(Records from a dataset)
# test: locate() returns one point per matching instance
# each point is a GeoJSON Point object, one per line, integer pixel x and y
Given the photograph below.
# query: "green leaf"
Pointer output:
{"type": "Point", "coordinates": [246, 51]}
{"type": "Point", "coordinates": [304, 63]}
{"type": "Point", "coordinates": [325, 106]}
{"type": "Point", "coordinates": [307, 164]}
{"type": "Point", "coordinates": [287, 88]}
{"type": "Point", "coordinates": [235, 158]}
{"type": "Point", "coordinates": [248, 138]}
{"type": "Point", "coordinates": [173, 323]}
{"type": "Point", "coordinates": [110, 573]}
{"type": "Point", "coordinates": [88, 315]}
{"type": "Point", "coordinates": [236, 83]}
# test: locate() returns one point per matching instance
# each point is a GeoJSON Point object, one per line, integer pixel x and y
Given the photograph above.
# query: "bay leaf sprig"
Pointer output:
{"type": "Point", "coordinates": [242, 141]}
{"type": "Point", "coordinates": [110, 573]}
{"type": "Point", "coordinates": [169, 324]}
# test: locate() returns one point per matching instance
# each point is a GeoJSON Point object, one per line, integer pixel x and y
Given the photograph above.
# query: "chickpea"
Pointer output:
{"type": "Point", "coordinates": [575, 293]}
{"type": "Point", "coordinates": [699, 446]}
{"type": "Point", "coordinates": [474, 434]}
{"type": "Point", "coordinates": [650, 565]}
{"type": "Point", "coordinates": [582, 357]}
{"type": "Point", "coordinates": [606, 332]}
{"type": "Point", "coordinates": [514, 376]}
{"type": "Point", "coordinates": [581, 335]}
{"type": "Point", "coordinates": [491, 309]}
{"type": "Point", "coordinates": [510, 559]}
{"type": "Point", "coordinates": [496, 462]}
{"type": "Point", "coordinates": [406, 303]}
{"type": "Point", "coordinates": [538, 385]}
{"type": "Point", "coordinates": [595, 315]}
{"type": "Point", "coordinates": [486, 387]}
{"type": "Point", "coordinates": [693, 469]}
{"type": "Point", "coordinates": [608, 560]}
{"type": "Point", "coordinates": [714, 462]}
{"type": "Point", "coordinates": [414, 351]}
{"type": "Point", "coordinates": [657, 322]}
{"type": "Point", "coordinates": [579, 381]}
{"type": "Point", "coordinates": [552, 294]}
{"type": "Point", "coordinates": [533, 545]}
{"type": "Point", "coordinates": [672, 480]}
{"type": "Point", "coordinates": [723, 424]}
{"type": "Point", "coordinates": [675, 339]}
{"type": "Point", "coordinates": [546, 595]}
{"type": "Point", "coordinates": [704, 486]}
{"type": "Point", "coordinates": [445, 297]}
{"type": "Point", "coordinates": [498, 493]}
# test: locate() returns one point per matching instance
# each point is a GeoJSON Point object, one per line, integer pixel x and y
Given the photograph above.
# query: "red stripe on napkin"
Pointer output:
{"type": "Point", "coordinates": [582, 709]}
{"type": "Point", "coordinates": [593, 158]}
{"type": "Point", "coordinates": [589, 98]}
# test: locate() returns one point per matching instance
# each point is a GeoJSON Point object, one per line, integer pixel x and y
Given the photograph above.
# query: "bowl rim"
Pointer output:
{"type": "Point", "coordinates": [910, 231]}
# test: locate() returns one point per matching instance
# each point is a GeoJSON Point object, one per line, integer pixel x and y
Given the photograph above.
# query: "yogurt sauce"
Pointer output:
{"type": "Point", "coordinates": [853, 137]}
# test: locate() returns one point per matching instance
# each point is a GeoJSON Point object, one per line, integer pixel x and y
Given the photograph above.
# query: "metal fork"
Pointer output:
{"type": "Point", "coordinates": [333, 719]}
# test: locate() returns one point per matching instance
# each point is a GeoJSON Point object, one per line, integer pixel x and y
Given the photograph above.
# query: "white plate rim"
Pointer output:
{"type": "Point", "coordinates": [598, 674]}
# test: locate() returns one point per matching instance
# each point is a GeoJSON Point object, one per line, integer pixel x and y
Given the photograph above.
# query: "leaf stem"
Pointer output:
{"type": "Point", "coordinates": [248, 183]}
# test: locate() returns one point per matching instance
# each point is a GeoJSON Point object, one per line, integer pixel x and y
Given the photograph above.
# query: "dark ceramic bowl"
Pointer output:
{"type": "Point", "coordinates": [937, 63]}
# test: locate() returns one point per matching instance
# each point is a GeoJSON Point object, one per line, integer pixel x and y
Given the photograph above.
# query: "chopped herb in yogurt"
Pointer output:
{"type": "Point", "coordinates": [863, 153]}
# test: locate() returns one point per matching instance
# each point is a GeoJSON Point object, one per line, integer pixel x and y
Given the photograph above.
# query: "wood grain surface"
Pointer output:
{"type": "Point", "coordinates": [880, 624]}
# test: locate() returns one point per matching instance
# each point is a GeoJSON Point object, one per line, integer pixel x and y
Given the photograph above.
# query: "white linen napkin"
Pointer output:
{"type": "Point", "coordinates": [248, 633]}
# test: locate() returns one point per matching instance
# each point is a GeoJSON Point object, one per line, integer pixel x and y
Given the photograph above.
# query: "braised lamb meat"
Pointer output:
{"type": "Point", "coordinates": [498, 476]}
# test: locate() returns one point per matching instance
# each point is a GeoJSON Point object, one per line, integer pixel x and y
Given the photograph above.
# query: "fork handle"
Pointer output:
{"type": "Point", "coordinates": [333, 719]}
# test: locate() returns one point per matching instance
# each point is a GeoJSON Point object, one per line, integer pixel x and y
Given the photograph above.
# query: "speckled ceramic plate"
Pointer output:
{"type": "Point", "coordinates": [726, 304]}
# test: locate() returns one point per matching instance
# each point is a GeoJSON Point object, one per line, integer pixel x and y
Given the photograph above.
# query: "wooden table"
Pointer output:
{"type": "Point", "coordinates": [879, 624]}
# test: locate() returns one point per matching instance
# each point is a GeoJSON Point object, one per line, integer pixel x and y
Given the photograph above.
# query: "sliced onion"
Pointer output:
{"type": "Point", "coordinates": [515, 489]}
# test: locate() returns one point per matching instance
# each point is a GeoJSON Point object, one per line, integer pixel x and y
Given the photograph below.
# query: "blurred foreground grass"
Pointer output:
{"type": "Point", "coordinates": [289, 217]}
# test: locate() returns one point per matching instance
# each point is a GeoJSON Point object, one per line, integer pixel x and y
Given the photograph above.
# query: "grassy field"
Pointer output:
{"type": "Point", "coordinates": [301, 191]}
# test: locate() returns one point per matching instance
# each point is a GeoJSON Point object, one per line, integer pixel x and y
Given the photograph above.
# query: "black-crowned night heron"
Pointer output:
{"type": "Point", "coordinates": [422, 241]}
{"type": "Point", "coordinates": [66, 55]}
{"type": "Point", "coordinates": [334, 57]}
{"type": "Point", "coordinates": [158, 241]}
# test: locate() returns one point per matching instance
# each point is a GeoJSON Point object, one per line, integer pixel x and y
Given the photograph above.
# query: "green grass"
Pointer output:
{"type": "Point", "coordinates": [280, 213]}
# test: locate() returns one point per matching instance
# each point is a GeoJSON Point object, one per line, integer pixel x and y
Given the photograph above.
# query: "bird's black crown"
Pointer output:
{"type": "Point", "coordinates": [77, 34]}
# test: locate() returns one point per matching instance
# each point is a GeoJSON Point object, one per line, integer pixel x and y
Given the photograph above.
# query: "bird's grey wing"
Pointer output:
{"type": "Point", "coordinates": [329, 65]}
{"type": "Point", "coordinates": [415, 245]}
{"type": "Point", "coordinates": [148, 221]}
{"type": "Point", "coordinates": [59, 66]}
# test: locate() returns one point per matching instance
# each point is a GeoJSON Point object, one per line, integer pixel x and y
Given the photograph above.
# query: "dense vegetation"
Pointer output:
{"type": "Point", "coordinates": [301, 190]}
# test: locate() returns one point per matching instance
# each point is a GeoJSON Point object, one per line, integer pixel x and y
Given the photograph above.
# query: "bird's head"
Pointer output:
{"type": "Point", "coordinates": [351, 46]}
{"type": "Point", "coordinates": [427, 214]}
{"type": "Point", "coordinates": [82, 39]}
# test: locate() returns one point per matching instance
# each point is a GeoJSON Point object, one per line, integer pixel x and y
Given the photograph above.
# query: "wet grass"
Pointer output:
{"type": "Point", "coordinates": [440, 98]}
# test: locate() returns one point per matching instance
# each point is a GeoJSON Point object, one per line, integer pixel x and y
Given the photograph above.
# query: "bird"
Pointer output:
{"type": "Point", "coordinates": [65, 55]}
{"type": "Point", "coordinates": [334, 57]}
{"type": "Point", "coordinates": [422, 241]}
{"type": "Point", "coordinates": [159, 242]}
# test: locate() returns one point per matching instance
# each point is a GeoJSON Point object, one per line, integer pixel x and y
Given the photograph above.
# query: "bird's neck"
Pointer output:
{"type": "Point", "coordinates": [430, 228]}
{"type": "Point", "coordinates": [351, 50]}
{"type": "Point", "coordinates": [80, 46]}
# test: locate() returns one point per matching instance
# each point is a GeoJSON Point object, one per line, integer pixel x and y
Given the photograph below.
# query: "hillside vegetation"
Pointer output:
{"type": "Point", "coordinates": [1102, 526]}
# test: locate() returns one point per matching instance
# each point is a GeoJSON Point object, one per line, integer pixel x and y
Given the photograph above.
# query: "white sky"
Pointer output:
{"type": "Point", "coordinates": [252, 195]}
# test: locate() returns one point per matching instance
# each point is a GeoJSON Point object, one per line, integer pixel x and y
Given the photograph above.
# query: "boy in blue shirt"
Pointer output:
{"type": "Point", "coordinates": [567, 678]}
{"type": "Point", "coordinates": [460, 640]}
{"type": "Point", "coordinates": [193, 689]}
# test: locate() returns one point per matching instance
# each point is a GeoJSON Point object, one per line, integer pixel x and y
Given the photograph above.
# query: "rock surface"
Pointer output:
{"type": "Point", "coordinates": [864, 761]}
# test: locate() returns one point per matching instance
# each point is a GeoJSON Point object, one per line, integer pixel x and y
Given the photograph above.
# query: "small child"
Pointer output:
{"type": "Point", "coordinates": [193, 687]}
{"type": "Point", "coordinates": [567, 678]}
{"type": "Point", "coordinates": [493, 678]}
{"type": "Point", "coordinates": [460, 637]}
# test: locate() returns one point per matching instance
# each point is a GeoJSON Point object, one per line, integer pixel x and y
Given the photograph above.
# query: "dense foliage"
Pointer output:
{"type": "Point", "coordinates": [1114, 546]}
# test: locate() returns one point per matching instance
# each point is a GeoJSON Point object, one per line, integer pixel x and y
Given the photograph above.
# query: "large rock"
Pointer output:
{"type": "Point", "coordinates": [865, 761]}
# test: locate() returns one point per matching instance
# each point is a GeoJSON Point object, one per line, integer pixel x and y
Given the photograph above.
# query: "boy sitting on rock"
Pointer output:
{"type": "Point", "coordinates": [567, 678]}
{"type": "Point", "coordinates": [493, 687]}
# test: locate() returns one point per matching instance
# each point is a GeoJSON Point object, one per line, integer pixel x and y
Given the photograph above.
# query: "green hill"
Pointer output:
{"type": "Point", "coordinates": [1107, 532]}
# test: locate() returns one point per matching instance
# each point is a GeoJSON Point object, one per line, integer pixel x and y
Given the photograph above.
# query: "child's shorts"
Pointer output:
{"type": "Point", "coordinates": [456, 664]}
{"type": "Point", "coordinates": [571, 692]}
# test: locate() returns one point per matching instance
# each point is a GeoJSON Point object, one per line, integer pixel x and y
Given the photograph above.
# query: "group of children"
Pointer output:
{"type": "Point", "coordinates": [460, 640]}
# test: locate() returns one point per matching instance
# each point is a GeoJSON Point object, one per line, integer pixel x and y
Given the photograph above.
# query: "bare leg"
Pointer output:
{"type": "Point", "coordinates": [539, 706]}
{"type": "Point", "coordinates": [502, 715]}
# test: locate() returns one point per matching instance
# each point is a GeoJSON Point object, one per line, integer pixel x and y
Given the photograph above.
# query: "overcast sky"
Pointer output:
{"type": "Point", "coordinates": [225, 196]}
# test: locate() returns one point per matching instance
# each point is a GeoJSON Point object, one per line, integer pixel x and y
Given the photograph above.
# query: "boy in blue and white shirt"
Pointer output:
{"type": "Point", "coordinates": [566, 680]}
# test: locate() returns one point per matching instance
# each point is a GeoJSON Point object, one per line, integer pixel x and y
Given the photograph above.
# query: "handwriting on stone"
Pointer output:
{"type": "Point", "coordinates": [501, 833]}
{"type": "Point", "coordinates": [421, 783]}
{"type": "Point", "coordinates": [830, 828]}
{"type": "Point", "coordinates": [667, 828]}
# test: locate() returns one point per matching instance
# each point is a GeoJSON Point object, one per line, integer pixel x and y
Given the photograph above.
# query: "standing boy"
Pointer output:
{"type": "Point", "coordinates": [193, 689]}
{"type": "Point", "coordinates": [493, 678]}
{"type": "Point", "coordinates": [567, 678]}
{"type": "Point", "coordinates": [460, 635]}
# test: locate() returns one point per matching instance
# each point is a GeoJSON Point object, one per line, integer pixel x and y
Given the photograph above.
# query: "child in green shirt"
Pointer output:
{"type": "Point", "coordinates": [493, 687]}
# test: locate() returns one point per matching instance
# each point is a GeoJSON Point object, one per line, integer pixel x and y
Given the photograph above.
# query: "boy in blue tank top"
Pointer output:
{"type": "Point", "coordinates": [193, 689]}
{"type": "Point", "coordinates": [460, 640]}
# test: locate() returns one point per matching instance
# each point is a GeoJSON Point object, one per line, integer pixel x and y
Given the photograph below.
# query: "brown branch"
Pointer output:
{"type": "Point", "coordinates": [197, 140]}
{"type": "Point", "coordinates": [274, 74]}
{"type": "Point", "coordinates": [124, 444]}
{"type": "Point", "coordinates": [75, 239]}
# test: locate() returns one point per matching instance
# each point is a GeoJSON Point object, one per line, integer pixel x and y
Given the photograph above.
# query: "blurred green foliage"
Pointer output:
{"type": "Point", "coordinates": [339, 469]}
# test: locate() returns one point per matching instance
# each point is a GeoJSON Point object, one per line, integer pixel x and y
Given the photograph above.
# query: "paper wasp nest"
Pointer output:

■ **Task goal**
Find every line in the rows above that contains the word "foliage" and copy each one out.

■ **Output of the task**
# query: "dense foliage"
# query: "blurred green foliage"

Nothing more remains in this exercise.